» **TEXTAUSZUG**
——————————

90 Straßenverkehrsrecht, Kraftfahrrecht
90/01 Straßenverkehrsordnung 1960

Norm

B-VG Art18 Abs2
KurzparkzonenV Korneuburg vom 03.03.95 idF vom 14.07.00
KurzparkzonenV Korneuburg vom 15.01.81 idF vom 23.11.93
StVO 1960 §94f
VfGG §57 ff

Leitsatz

Keine gesetzwidrige Erlassung einer Kurzparkzonenverordnung in einem Ortszentrum mangels Anhörung der Berufsgruppe der Rechtsanwälte; keine Verpflichtung zur Anhörung mangels Vorliegen einer spezifischen Interessenbetroffenheit

Spruch

Der Antrag wird abgewiesen.

Begründung

Entscheidungsgründe:

I. 1. Mit den Verordnungen der Bezirkshauptmannschaft Korneuburg vom 15. Jänner 1981, Z10-D-8064, vom 19. Juni 1981, Z10-D-8064/1, vom 13. Jänner 1984, Z10-D-844, und vom 23. November 1993, Zlen. 10-D-9117/5, 10-D-9024 und 10-D-844, wurde für näher bezeichnete Straßenzüge in Korneuburg (darunter auch für die Wiener Straße im Bereich des Gerichtsgebäudes) eine Kurzparkzonenregelung erlassen bzw. diese novelliert.

——————————

Setzen Sie bitte den Auszug aus der Entscheidung über die Kurzparkzonenverordnung Korneuburg nach seinem letzten Satz fort.

——————————

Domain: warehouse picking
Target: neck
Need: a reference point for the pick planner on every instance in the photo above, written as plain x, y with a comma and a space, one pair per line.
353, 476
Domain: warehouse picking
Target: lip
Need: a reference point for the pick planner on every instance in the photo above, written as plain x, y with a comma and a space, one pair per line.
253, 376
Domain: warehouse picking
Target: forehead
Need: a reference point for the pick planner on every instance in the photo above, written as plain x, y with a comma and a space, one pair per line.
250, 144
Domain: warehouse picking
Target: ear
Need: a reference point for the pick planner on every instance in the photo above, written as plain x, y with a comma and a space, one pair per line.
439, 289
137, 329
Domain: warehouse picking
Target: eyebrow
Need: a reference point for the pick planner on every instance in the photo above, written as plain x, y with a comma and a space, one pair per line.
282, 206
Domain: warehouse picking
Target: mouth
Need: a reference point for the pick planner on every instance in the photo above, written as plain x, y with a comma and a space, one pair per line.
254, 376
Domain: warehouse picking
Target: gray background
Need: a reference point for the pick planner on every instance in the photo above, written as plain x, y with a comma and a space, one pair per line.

——————————

» **ANTWORT ZUR AUFGABE**
Die entsprechenden Verbots- und Beschränkungszeichen gemäß §52 lita Z13d und 13e StVO 1960 wurden kundgemacht.

2.1. Beim Unabhängigen Verwaltungssenat im Land Niederösterreich (im folgenden: UVS) ist ein Verwaltungsstrafverfahren anhängig, in welchem dem Beschuldigten vorgeworfen wird, ein mehrspuriges Kraftfahrzeug am 14. November 2000 um 10.13 Uhr in einer gebührenpflichtigen Kurzparkzone in Korneuburg (Wiener Straße gegenüber Nr. 4, vor dem Gerichtsgebäude) ohne Entrichtung der Kurzparkzonenabgabe zum Parken abgestellt und dadurch die Abgabe zumindest fahrlässig verkürzt zu haben.

2.2. Aus Anlaß dieses Verfahrens entstanden beim UVS Bedenken ob der Gesetzmäßigkeit der angewendeten Kurzparkzonenverordnung.

Gestützt auf Art139 Abs1 B-VG iVm. Art129a Abs3 und Art89 Abs2 B-VG stellt der UVS daher den beim Verfassungsgerichtshof am 8. Juni 2001 eingelangten und zu V59/01 protokollierten Antrag,

"die Verordnung der Bezirkshauptmannschaft Korneuburg vom 15.1.1981, Zl. 10-D-8064, i.d.F. der Verordnungen vom 19.6.1981, Zl. 10-D-8064/1, vom 13.1.1984, Zl. 10-D-844, und vom 23.11.1993, Zlen. 10-D-9117/5, 10-D-9024 und 10-D-844 als gesetzwidrig aufzuheben".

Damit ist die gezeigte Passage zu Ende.